§ Set exercise
Repeat the listing in full, preserving every character.

§ Records provided
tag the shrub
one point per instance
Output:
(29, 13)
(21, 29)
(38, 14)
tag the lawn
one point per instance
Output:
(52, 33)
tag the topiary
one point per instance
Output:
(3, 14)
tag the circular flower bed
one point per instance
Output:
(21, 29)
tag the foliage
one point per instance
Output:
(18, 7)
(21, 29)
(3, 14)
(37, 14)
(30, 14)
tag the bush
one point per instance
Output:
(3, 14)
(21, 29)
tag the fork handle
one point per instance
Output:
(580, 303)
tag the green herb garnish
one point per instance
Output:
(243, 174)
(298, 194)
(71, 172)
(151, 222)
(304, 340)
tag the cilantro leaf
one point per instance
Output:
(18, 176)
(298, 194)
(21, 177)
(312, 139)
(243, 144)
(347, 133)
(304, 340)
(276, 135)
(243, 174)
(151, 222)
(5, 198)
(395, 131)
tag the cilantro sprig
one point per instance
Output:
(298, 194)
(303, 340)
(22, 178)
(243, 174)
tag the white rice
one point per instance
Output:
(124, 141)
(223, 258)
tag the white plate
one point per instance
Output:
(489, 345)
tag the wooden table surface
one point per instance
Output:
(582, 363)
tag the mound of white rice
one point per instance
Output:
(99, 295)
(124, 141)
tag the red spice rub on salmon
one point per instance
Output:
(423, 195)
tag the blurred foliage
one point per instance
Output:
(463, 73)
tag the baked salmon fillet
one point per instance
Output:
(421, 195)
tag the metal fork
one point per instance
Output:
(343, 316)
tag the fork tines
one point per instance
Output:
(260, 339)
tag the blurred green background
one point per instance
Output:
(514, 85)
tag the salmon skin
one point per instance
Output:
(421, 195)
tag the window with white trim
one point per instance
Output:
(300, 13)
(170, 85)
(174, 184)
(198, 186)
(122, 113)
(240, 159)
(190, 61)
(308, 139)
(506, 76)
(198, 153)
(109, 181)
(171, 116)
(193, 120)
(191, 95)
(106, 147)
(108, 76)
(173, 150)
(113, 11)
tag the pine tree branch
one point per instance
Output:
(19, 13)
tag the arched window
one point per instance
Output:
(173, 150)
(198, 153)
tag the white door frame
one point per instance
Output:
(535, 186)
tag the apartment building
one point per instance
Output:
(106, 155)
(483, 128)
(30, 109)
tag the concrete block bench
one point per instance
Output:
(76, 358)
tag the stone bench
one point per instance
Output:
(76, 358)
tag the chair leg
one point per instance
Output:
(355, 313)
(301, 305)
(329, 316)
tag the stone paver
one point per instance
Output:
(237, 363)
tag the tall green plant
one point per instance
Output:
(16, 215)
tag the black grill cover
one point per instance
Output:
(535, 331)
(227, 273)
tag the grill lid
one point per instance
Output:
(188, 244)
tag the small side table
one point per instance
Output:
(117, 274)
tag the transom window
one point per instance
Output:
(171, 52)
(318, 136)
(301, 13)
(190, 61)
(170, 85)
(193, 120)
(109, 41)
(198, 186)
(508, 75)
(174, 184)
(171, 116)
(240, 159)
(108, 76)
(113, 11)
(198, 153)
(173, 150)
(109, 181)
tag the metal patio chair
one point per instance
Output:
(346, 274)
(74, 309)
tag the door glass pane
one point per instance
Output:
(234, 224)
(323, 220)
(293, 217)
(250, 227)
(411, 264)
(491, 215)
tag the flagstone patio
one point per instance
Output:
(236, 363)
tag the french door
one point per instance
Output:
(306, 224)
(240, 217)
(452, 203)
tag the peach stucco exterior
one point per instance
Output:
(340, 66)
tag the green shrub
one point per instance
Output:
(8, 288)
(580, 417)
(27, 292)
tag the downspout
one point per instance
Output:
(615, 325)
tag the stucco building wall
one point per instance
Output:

§ Reply
tag the shrub
one point per instance
Output:
(29, 13)
(21, 29)
(38, 14)
tag the lawn
one point per instance
Output:
(52, 33)
tag the topiary
one point per instance
Output:
(3, 14)
tag the circular flower bed
one point per instance
Output:
(21, 29)
tag the foliage
one point per instance
Output:
(18, 7)
(21, 29)
(3, 14)
(37, 14)
(30, 14)
tag the bush
one point per instance
Output:
(3, 14)
(21, 29)
tag the fork handle
one point per instance
Output:
(580, 303)
tag the green herb garnish
one point per instance
Output:
(243, 174)
(298, 194)
(71, 172)
(151, 222)
(304, 340)
tag the cilantro leaf
one point per instance
Output:
(18, 176)
(298, 194)
(21, 177)
(312, 139)
(243, 144)
(347, 133)
(304, 340)
(276, 135)
(243, 174)
(151, 222)
(5, 198)
(395, 131)
tag the cilantro sprig
one point per instance
Output:
(298, 194)
(303, 340)
(22, 178)
(243, 174)
tag the white rice
one point per instance
Output:
(124, 141)
(223, 258)
tag the white plate
one point per instance
Output:
(489, 345)
tag the wooden table surface
one point per instance
Output:
(582, 363)
tag the mound of white rice
one point per instance
Output:
(99, 295)
(124, 141)
tag the red spice rub on salmon
one point per instance
Output:
(423, 195)
tag the blurred foliage
one point per instance
Output:
(463, 73)
tag the baked salmon fillet
one point per instance
Output:
(421, 195)
tag the metal fork
one point per instance
Output:
(343, 316)
tag the fork tines
one point per instance
Output:
(260, 339)
tag the blurred green background
one point per instance
Output:
(514, 85)
tag the salmon skin
one point per instance
Output:
(421, 195)
tag the window with white trim
one point per instance
Output:
(300, 13)
(170, 85)
(174, 184)
(198, 186)
(122, 113)
(240, 159)
(190, 61)
(308, 139)
(506, 76)
(198, 153)
(109, 181)
(171, 116)
(193, 120)
(191, 95)
(106, 147)
(108, 76)
(173, 150)
(113, 11)
tag the pine tree branch
one point per instance
Output:
(19, 13)
tag the arched window
one point per instance
Output:
(173, 150)
(198, 153)
tag the white door frame
one point per instance
Output:
(535, 186)
tag the apartment building
one point per instance
Output:
(106, 155)
(483, 128)
(30, 109)
tag the concrete block bench
one point per instance
Output:
(76, 358)
tag the stone bench
one point per instance
Output:
(76, 358)
tag the chair leg
one point per instance
Output:
(355, 313)
(301, 305)
(329, 316)
tag the stone paver
one point per instance
Output:
(237, 363)
tag the tall green plant
one point per instance
Output:
(16, 215)
tag the black grill cover
one point per instance
Output:
(535, 331)
(227, 273)
tag the grill lid
one point per instance
Output:
(188, 244)
tag the small side table
one point per instance
Output:
(117, 274)
tag the transom window
one point per instance
Output:
(171, 52)
(318, 136)
(301, 13)
(190, 61)
(170, 85)
(193, 120)
(109, 41)
(198, 186)
(508, 75)
(174, 184)
(171, 116)
(240, 159)
(108, 76)
(113, 11)
(198, 153)
(173, 150)
(109, 181)
tag the metal patio chair
one point per instance
Output:
(346, 274)
(74, 309)
tag the door glass pane
one point per instance
Output:
(234, 224)
(323, 220)
(293, 217)
(250, 227)
(411, 264)
(491, 215)
tag the flagstone patio
one point per instance
Output:
(236, 363)
tag the french door
one point per instance
Output:
(306, 224)
(240, 217)
(452, 203)
tag the peach stucco exterior
one point per instance
Output:
(340, 66)
tag the green shrub
one point per instance
Output:
(8, 288)
(580, 417)
(27, 292)
tag the downspout
one point per instance
Output:
(615, 325)
tag the stucco building wall
one point per instance
Output:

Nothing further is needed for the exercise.